*** Données à traiter ***

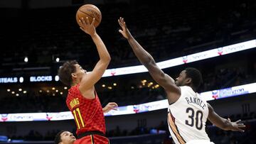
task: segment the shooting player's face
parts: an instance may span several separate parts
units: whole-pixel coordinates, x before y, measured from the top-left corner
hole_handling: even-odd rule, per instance
[[[176,78],[175,84],[178,87],[184,86],[186,84],[185,80],[186,79],[186,70],[183,70]]]
[[[60,144],[73,144],[76,140],[75,137],[72,133],[69,131],[64,131],[60,134],[61,142]]]

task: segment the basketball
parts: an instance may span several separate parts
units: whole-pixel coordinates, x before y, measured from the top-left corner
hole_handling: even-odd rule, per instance
[[[81,26],[79,23],[79,20],[82,21],[82,18],[83,18],[86,22],[86,17],[88,17],[90,23],[92,23],[93,18],[95,18],[95,22],[94,24],[95,28],[100,25],[102,19],[102,15],[100,9],[92,4],[85,4],[78,9],[75,18],[79,26]]]

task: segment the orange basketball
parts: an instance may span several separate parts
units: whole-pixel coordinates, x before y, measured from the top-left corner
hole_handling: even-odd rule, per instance
[[[90,23],[92,23],[93,18],[95,18],[95,26],[97,27],[101,21],[102,15],[100,9],[92,4],[85,4],[79,8],[76,13],[76,21],[80,26],[79,20],[82,21],[82,17],[86,22],[86,17],[88,17]]]

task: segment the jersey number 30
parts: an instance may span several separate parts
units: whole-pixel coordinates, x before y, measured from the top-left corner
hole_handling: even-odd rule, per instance
[[[74,114],[75,123],[77,123],[77,126],[78,126],[78,129],[80,129],[80,128],[84,127],[85,123],[83,122],[83,120],[82,120],[82,116],[81,116],[81,113],[80,112],[79,108],[77,108],[77,109],[74,109],[73,114]],[[80,127],[81,126],[80,126],[80,123],[79,123],[78,116],[79,117],[79,120],[81,122],[82,127]]]
[[[195,111],[192,108],[186,109],[186,112],[188,113],[189,118],[189,120],[186,120],[186,124],[191,127],[196,126],[198,130],[201,130],[203,128],[203,112],[201,111],[197,111],[195,116]]]

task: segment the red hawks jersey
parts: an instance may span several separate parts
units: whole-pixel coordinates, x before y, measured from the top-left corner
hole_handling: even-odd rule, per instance
[[[82,96],[79,84],[68,89],[66,104],[74,116],[77,135],[87,131],[106,131],[105,121],[100,99],[95,92],[94,99]]]

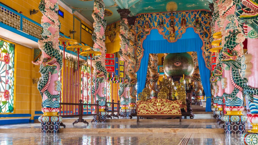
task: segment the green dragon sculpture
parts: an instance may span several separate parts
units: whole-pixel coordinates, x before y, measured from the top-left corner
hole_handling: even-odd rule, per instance
[[[103,0],[95,0],[94,11],[92,14],[94,20],[93,23],[94,30],[92,38],[94,42],[93,50],[100,51],[101,55],[93,57],[92,64],[95,71],[95,78],[93,77],[93,88],[92,91],[93,99],[99,101],[100,107],[104,106],[106,97],[102,94],[102,88],[104,86],[105,80],[107,76],[105,59],[106,49],[105,44],[106,39],[104,32],[107,26],[106,21],[104,19],[105,4]],[[95,96],[96,97],[95,97]]]
[[[41,77],[38,83],[38,89],[43,101],[43,109],[56,108],[59,107],[60,95],[58,93],[61,90],[58,74],[63,66],[63,58],[60,54],[58,40],[61,28],[58,19],[59,7],[57,3],[52,3],[49,0],[41,0],[38,7],[43,14],[41,23],[43,29],[41,33],[42,37],[38,41],[42,55],[41,59],[32,62],[40,66],[39,72]],[[49,88],[53,83],[55,83],[55,91],[53,88]]]

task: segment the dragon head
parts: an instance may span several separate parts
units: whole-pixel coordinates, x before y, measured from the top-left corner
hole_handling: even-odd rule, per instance
[[[57,62],[57,59],[53,58],[49,59],[44,58],[39,67],[39,72],[42,74],[48,73],[49,72],[51,74],[54,73],[55,69],[57,68],[54,63]],[[57,71],[56,72],[57,72]]]
[[[240,53],[237,50],[225,49],[219,54],[219,60],[221,63],[229,67],[240,69],[241,58]]]
[[[242,3],[246,7],[242,10],[244,12],[239,17],[240,22],[245,23],[258,32],[258,0],[242,0]]]

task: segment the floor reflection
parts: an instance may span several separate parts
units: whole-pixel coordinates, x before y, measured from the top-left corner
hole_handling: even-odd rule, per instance
[[[241,135],[203,133],[0,133],[1,144],[236,145]]]

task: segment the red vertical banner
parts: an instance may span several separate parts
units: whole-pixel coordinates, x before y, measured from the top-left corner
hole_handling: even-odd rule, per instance
[[[112,81],[115,77],[115,54],[106,53],[105,59],[106,69],[108,72],[108,82]]]

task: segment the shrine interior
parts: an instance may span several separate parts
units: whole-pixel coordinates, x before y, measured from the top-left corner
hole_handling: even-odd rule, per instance
[[[257,14],[0,0],[0,144],[258,145]]]

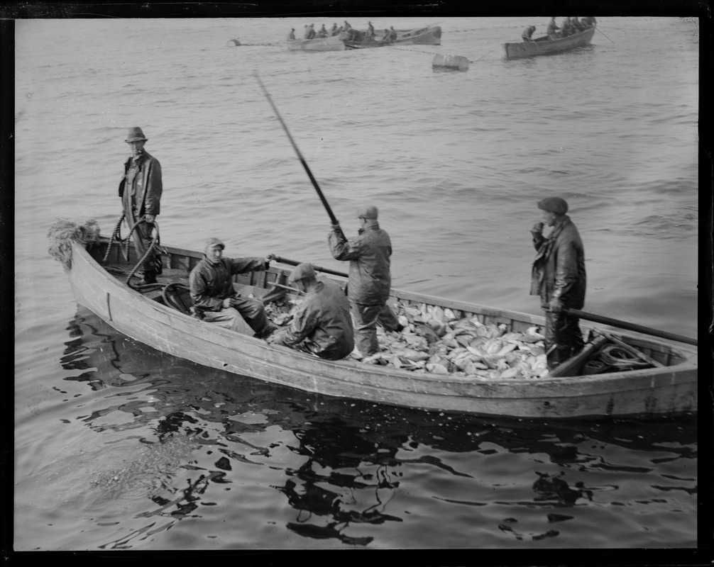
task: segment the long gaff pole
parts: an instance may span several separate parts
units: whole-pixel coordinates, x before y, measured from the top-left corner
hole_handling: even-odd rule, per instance
[[[273,99],[271,98],[270,95],[268,93],[268,91],[266,89],[265,86],[263,84],[263,81],[261,81],[261,78],[258,76],[257,73],[253,73],[256,77],[256,81],[258,81],[258,84],[260,85],[261,88],[263,91],[263,94],[266,96],[266,98],[268,99],[268,102],[270,103],[270,106],[273,107],[273,111],[275,113],[275,116],[278,117],[278,120],[280,121],[281,125],[283,126],[283,129],[285,131],[285,133],[288,135],[288,139],[290,140],[290,143],[293,145],[293,149],[295,150],[295,153],[298,154],[298,158],[300,159],[301,163],[303,164],[303,167],[305,168],[305,171],[308,174],[308,177],[310,178],[310,180],[312,182],[313,187],[315,188],[315,190],[317,191],[318,196],[320,198],[320,200],[322,201],[323,206],[325,208],[325,210],[327,211],[327,214],[330,215],[330,220],[332,221],[332,224],[337,225],[339,223],[337,220],[337,218],[335,217],[334,213],[332,212],[332,209],[330,208],[330,205],[327,203],[327,200],[325,198],[325,195],[322,194],[322,191],[320,190],[320,185],[317,184],[317,180],[313,175],[312,172],[310,170],[310,168],[308,167],[307,162],[305,161],[305,158],[303,155],[300,153],[300,150],[298,149],[298,146],[296,145],[295,141],[293,140],[293,137],[290,135],[290,131],[288,130],[288,127],[285,125],[283,121],[283,118],[280,116],[280,113],[278,112],[278,109],[276,108],[275,104],[273,103]]]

***

* _Consigne_: Recopiez les lignes de la liste ci-dessus situées entre celle qui contient « task: segment the red vertical banner » et celle qui contient « [[[257,14],[0,0],[0,144],[258,145]]] », incluses, et seulement celles-ci, avec les lignes de demande. Multipliez chaque coordonnée des réponses par 0,2 et arrondissez à l'entier le plus proche, les demis étant arrondis vers le haut.

* _Corrigé_:
task: segment the red vertical banner
parts: an instance may span several separate parts
units: whole-pixel coordinates, x before y, measured from the top-left corner
hole_handling: even-odd rule, per instance
[[[22,16],[23,15],[23,11],[21,11],[21,12],[21,14],[22,14],[22,16]]]

task: segment the shrine interior
parts: an instance may span several separate parts
units: whole-pixel coordinates, x before y, measured from the top-left corner
hole_handling: even-odd rule, per instance
[[[51,3],[0,0],[0,29],[52,29]]]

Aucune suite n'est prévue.